| Work task |
In the excerpt on microbial community structure, reproduce the passage from "At the class" to "were obviously separated.", changing "aggregated" to "clustered".

| Excerpt |
####

At the phylum classification level (Figure 8A), PC1 and PC2 account for 60.24% of the total; the cumulative contributions of PC1 and PC2 are 48.37% and 11.86%, respectively. The vertical distribution of microorganisms in different regions was different at the beginning of the experiment. As the experiment progressed, the microbial structure of the enhanced area obviously evolved, and the difference between the two areas remained. The vertical differences within the enhanced area during operation were smaller than those in the control area, which was consistent with the artificial mixing effect of the operation of the water-lifting aeration system.
At the class level (Figure 8B), PC1 and PC2 account for 50.95% of the total; the cumulative contributions of PC1 and PC2 are 35.52% and 15.43%, respectively. The microbial community structure in the enhanced area and the control area showed obvious spatial and temporal differences. The sample distribution at the same time was more aggregated; and the samples in different areas were obviously separated.
At the taxonomic level of genera (Figure 8C), PC1 and PC2 account for 23.05%; the cumulative contributions of PC1 and PC2 are 12.56% and 10.49% respectively. The vertical differences in microbial community structure in the enhanced area decreased gradually with the operation of the water-lift aeration system; the samples in different areas and periods were distributed in different locations on the PCA map, and the microbial community in the control and enhanced areas were distributed in different locations. The structure of the microbial community in the two areas became similar one month after the end of the aeration operation. Meanwhile, the water community composition presented significantly difference between enhanced area and control area (F = 2.82, p = 0.002 < 0.01) based on PERMANOVA analysis (999 permutations).
Unlike in the Zhoucun Reservoir experiment, the Jinpen Reservoir was a canyon-shaped deep-water reservoir. The operation of the water-lifting aeration system had a weak influence at the periphery. The microbial community structure of the two areas showed obvious differences in the classification levels of the phylum, class, and genera.

####

| Records provided |

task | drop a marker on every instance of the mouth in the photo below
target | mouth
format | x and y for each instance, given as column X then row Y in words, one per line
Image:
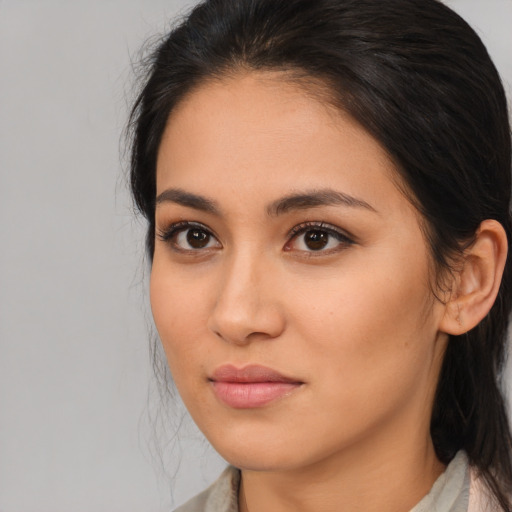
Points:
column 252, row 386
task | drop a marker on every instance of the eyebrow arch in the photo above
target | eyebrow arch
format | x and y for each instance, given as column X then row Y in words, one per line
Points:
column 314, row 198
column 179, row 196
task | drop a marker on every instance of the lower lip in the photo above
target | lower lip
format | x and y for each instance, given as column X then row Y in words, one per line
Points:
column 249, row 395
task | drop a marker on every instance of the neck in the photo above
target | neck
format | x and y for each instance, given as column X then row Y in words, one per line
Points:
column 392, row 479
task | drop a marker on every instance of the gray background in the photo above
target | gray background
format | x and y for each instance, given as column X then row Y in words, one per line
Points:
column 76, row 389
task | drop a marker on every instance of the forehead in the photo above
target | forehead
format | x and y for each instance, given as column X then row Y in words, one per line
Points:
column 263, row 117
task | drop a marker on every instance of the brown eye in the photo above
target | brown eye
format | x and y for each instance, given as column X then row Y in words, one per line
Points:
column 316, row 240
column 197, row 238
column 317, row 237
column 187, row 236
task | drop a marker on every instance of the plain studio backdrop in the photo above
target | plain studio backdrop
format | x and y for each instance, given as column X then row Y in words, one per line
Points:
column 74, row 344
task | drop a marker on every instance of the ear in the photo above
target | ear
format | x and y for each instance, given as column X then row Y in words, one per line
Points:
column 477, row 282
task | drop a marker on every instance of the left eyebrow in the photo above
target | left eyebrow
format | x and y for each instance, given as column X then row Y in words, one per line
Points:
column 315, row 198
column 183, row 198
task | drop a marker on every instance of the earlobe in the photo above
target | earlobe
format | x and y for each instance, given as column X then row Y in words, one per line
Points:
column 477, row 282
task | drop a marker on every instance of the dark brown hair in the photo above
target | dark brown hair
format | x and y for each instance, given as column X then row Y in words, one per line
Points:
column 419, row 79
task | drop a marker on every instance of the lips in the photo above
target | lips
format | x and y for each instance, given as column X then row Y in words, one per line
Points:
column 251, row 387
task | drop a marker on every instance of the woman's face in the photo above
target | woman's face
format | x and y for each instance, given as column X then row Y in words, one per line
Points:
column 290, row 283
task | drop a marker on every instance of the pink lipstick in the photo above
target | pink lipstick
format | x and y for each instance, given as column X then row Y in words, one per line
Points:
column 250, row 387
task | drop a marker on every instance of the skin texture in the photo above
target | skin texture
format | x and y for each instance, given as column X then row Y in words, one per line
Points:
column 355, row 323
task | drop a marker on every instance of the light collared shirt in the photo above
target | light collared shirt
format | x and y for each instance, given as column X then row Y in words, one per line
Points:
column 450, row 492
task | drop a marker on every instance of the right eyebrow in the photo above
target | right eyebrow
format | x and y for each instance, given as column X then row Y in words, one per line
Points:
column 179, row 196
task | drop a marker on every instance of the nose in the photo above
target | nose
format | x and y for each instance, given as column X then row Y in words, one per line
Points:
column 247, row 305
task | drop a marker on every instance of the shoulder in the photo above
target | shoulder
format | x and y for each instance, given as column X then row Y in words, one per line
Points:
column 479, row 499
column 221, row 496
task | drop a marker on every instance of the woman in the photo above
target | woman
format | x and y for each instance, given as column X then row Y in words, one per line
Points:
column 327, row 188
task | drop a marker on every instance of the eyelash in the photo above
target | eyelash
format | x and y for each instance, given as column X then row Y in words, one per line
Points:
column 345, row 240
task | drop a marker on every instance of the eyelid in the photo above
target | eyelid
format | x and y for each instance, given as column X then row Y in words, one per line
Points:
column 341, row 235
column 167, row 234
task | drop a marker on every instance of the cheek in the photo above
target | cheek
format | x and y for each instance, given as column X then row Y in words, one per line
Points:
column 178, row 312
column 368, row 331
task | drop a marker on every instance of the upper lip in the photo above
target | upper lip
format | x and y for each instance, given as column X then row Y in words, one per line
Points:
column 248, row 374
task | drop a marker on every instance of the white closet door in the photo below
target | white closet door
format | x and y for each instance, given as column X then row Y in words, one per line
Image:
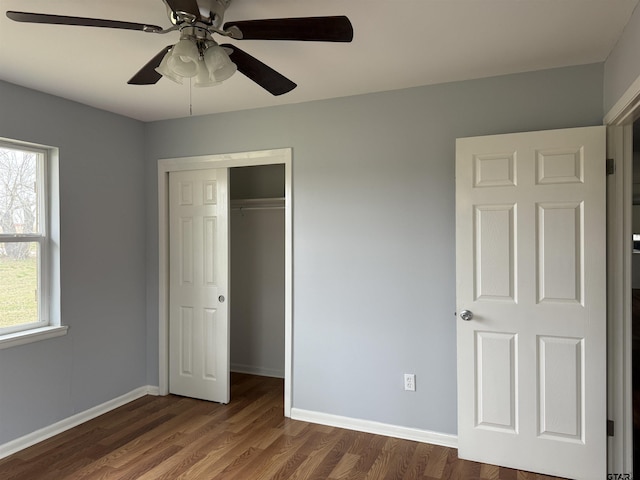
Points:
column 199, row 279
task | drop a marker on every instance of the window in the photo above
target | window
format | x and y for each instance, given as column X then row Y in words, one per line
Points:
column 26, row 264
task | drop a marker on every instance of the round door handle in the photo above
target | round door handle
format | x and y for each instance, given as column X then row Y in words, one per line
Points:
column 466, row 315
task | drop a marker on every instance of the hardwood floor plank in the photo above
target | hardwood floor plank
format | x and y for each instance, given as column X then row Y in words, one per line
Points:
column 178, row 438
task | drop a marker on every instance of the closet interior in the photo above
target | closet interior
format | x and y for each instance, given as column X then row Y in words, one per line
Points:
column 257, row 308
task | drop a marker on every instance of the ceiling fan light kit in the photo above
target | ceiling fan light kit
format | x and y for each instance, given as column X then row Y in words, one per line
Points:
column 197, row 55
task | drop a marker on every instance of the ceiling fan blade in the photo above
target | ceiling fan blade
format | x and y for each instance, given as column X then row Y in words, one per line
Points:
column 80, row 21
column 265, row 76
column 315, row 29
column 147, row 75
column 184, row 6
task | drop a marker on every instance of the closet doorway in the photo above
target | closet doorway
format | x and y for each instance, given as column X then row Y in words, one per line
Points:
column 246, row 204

####

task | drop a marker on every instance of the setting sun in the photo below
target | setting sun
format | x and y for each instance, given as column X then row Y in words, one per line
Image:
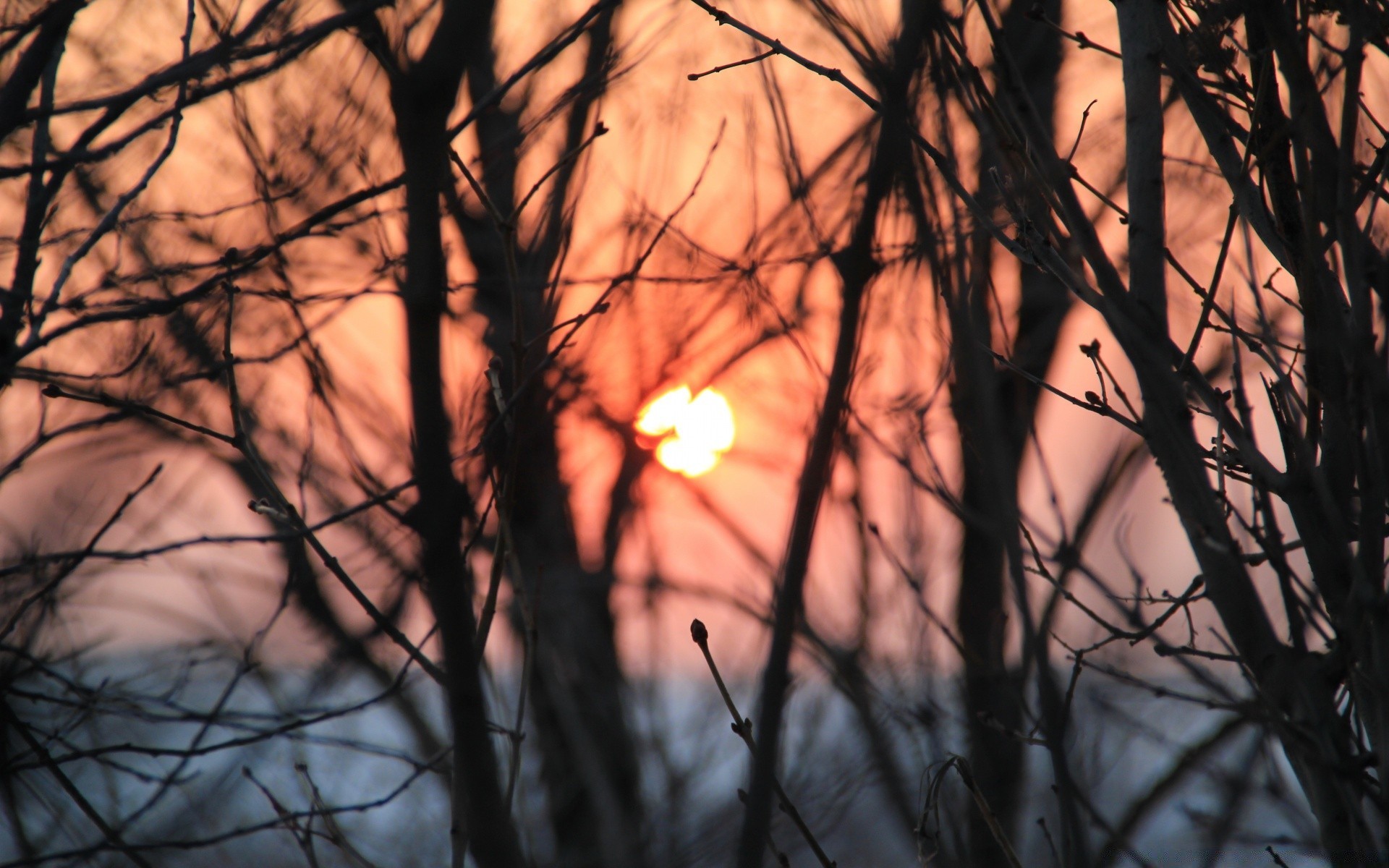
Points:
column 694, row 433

####

| Solved problem |
At the class level (Figure 8B), PC1 and PC2 account for 50.95% of the total; the cumulative contributions of PC1 and PC2 are 35.52% and 15.43%, respectively. The microbial community structure in the enhanced area and the control area showed obvious spatial and temporal differences. The sample distribution at the same time was more clustered; and the samples in different areas were obviously separated.